__TASK INSTRUCTIONS__. Which lines of the entries contain the string "below"? Please find them and copy them.

__SOURCE RECORDS__.
• • •

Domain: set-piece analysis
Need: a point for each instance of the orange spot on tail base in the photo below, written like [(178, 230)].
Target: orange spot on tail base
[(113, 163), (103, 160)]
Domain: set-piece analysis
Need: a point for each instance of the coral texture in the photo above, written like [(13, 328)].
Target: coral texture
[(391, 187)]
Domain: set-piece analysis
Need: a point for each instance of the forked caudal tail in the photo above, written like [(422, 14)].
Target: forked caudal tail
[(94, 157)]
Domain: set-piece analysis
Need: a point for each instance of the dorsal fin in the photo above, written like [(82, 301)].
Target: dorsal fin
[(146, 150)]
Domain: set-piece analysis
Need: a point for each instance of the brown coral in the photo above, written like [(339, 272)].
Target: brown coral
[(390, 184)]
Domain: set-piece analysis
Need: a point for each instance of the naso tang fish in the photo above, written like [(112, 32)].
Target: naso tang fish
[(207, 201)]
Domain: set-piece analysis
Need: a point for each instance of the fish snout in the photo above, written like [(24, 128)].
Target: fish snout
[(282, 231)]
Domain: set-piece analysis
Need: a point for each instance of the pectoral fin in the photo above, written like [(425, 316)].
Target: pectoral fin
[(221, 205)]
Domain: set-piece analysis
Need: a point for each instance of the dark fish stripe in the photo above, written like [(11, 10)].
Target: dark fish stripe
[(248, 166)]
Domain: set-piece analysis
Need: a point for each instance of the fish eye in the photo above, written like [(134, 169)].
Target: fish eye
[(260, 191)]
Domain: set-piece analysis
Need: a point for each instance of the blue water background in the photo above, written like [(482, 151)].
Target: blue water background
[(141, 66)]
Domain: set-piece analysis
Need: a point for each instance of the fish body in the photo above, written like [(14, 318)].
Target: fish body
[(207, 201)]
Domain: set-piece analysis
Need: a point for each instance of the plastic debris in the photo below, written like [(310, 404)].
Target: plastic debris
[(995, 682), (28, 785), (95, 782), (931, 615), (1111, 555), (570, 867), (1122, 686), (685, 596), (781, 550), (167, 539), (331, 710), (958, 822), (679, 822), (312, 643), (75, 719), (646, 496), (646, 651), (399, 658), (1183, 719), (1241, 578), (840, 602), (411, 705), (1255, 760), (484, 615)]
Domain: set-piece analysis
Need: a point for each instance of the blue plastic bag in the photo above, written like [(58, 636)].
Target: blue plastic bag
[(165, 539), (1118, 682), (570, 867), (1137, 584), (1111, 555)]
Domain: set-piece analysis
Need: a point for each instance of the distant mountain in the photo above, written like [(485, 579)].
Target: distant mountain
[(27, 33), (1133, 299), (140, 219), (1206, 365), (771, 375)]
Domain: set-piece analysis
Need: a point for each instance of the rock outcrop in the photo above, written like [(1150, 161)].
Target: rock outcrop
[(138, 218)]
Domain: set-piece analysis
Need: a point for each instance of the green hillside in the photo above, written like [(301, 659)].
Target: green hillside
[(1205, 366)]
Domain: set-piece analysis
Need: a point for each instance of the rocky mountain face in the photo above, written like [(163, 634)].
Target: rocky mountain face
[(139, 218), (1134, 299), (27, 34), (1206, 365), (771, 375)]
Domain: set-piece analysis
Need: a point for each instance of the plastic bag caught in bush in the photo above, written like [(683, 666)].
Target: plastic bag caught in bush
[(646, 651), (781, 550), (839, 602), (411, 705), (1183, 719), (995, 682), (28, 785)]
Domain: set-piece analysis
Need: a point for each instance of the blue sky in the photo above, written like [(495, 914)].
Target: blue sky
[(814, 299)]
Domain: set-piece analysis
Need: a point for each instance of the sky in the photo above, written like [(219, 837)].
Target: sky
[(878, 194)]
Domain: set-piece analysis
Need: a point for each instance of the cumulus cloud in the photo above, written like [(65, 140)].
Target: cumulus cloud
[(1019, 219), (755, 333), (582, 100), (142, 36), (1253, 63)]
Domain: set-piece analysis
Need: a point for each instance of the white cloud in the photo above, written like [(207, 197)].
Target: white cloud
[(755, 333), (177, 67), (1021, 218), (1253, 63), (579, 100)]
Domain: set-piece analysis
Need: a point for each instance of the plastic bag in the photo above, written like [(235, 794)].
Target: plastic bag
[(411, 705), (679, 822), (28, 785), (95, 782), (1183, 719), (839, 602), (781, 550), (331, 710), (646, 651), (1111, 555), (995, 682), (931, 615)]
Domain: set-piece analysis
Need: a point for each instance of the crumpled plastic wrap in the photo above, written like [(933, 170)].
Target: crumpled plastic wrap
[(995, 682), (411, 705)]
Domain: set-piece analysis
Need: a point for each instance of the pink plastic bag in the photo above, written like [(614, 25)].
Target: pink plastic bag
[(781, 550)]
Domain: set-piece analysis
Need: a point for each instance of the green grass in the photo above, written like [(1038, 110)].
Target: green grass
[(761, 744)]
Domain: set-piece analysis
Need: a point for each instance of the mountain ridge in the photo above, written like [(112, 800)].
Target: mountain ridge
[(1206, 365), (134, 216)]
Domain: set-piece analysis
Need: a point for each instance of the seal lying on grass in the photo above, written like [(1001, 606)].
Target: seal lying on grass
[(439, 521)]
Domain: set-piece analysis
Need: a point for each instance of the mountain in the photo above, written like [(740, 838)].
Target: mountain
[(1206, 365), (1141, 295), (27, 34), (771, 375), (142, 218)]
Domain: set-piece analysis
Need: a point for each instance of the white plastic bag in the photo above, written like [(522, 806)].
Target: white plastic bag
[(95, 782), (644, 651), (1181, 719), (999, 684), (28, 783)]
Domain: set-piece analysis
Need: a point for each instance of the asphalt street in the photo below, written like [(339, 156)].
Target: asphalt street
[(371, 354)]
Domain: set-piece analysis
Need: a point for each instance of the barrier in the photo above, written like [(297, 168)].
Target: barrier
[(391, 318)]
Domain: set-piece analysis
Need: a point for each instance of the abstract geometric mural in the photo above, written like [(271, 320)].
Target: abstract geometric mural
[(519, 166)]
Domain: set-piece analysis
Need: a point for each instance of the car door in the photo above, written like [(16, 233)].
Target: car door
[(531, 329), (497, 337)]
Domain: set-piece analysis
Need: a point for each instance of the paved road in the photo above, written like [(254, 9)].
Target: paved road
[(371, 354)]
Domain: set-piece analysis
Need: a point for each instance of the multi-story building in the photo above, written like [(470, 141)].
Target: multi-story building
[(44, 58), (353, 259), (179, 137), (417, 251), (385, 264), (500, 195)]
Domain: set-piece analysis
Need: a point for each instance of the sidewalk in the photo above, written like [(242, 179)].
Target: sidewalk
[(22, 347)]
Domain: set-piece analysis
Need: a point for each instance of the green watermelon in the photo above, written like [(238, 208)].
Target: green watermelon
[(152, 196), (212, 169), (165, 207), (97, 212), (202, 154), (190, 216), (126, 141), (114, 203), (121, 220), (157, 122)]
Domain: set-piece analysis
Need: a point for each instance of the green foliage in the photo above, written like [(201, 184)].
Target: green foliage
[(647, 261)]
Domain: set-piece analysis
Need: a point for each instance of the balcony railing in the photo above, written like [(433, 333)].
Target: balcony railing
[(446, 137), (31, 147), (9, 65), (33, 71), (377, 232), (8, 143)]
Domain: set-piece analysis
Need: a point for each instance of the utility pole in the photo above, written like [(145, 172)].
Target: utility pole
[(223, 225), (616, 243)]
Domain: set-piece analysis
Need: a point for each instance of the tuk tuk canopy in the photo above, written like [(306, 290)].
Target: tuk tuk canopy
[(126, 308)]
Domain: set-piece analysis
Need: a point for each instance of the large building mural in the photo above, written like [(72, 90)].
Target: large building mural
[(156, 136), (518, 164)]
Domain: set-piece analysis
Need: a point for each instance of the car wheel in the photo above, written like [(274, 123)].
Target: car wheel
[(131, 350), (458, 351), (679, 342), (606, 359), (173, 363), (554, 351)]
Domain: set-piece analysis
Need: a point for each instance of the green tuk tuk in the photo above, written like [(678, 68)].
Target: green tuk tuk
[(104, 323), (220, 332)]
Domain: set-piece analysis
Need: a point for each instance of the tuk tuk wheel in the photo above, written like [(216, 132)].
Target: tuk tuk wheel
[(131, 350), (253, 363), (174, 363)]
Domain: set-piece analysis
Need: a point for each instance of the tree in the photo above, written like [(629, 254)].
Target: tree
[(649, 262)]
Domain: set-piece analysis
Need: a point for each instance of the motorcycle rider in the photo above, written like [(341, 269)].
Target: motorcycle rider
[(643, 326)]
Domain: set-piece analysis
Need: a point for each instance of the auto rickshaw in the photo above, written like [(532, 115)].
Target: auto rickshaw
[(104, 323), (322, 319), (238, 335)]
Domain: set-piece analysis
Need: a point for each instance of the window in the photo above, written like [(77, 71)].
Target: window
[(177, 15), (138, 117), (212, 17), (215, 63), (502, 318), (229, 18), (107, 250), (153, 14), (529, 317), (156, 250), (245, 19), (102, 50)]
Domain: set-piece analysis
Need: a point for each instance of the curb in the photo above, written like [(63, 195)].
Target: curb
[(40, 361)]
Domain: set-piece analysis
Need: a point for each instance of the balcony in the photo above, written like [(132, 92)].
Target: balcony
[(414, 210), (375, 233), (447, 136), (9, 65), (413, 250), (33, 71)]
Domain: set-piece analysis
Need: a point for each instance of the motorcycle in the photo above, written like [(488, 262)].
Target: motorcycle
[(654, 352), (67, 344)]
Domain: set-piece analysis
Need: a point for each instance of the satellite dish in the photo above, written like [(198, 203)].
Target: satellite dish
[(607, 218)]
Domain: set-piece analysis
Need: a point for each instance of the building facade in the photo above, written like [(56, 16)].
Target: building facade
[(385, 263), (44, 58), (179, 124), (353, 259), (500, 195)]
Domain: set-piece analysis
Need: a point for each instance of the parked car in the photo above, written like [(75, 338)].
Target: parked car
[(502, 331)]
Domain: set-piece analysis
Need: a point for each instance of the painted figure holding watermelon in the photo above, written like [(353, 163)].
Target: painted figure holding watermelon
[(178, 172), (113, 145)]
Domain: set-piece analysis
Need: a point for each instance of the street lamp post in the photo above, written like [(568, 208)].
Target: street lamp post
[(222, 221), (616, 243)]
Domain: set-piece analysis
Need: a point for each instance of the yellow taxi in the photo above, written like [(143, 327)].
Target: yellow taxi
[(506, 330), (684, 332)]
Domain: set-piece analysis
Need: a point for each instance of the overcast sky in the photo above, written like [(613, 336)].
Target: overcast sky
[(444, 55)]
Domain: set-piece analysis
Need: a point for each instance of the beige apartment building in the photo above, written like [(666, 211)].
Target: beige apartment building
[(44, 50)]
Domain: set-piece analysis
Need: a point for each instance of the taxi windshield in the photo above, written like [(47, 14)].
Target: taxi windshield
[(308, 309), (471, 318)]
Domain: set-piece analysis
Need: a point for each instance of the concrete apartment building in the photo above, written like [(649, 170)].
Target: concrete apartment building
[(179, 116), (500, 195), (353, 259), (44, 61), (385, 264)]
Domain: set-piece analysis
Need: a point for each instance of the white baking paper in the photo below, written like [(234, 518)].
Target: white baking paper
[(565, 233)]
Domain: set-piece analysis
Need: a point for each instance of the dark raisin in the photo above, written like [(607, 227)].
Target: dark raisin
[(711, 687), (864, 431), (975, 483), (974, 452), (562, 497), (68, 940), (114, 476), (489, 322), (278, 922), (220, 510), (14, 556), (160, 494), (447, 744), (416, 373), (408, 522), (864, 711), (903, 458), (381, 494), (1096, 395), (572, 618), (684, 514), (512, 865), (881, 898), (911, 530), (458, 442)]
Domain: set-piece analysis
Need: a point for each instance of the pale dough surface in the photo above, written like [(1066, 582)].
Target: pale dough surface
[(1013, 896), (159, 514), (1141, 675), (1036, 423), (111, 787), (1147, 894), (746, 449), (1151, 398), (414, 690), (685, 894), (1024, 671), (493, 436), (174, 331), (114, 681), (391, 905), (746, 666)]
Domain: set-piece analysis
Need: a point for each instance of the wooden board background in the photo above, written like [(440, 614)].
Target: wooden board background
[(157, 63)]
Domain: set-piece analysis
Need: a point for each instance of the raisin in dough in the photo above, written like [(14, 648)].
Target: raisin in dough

• • •

__SOLUTION TO THE PROBLEM__.
Need: a point for each instance of the orange spot on tail base in the photo below, written like [(178, 230)].
Need: a point for each instance of the plastic debris in the photo below, written like [(310, 404)].
Need: a point for each instance of the asphalt street in the photo below, written like [(339, 156)].
Need: a point for each instance of the white baking paper in the photo below, written like [(234, 518)].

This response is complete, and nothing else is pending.